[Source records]
# # # # # # #
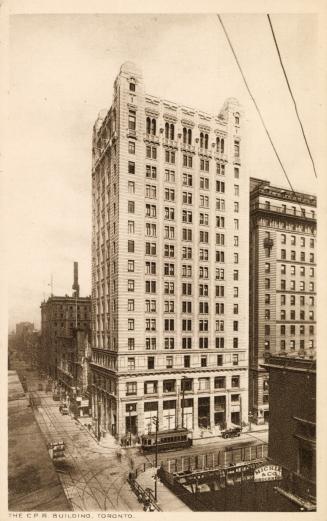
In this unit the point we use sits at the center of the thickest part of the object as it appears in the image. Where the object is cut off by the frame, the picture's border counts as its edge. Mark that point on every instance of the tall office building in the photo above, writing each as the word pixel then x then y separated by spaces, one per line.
pixel 282 282
pixel 169 264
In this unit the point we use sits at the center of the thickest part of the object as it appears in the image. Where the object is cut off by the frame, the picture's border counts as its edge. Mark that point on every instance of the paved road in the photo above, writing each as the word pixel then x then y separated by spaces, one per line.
pixel 94 479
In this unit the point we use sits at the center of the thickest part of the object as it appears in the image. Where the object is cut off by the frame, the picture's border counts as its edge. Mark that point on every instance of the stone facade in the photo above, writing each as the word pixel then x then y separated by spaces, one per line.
pixel 282 282
pixel 169 264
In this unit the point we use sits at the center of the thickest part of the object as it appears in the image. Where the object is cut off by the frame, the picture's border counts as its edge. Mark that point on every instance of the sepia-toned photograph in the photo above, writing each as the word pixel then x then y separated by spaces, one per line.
pixel 162 194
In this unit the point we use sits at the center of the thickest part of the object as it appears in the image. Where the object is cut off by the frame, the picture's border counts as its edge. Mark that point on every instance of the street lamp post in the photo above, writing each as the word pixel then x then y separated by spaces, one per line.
pixel 183 398
pixel 156 422
pixel 130 428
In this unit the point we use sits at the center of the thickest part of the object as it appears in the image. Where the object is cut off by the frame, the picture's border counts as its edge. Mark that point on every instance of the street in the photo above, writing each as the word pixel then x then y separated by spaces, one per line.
pixel 93 476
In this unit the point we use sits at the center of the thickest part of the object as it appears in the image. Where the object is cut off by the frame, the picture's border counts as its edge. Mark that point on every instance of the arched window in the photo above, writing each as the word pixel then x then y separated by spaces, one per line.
pixel 172 131
pixel 153 127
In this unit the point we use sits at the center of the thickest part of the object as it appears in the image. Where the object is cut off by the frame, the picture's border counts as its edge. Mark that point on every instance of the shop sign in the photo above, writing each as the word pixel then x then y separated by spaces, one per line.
pixel 268 473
# # # # # # #
Copy all of the entries verbatim, leaving out any pictures they contain.

In this unit the point we use sits at the center of the thickest part of the object as it appears in the image. Where the object is cut off by the frame, the picture's border counts as its edge. Mark that point on every instance of the tall office building in the photo above, writing each as the word pixel then x then y separated by spaces, one per line.
pixel 282 282
pixel 169 264
In this unit the point we use sits at the center of the thickest part of the object as it appears in the image. Where the object is cut off by the frame, the picture's border counts as its edge. Mark that point on every instance of the paved road in the photo above, writing each as the word pixel then x then y separated by spaces, one per line.
pixel 94 479
In this unit the point we use sits at the center of the thickest part of the object as it appears in the image. Where the object is cut off by the frame, the picture's border counts as its edge. Mark that point on every instance of the stone facade in the photo above, writing each as the word pixel then x then y separated by spaces, one per line.
pixel 282 282
pixel 169 264
In this unit the point we use sits at the center of the thickest part of the object as it appears in the image. Where the object is cut off by the frame, the picture's border counts as its edge. Mark that point on every instance of the sepia-toned photograph in the photo above, writing each as the word pixel then x then y separated by spaces, one per line.
pixel 162 194
In this unit the point we use sits at the center of the thickest part of the object as it appears in the image. Where the object is cut off by the frame, the picture's border counts as its edge. Mark that point on every instance of the street lamp post in the photo above, writing each as the word pixel then x then y separated by spaces, one per line.
pixel 183 398
pixel 156 422
pixel 130 428
In this unit the point we use sits at the center of the thickest part of the object as it appears in the image. Where the object is cut off by the frame, the picture's border counts as its edge. Mark that point on every instance of the street in the photo above, writing each as the word pixel then x then y separated by spaces, one per line.
pixel 93 476
In this unit the point we use sits at the center of the thickest part of the object as it appears in the image. Where the object is cut off by the frame, the picture's border counts as its edge. Mark that point on every instance of the arched window in the photo above, writing each as the word pixel then x then y separated by spaces, one per line.
pixel 172 131
pixel 153 127
In this unit the point we use sits at the center of the thickest part of the object as it appears in the image. Where the object is cut off by the frame, the picture's border counts as its edge. Mark that point on every instance of the shop sign in the photo above, writing each as the word pixel then x then y separated by spaces, one per line.
pixel 268 473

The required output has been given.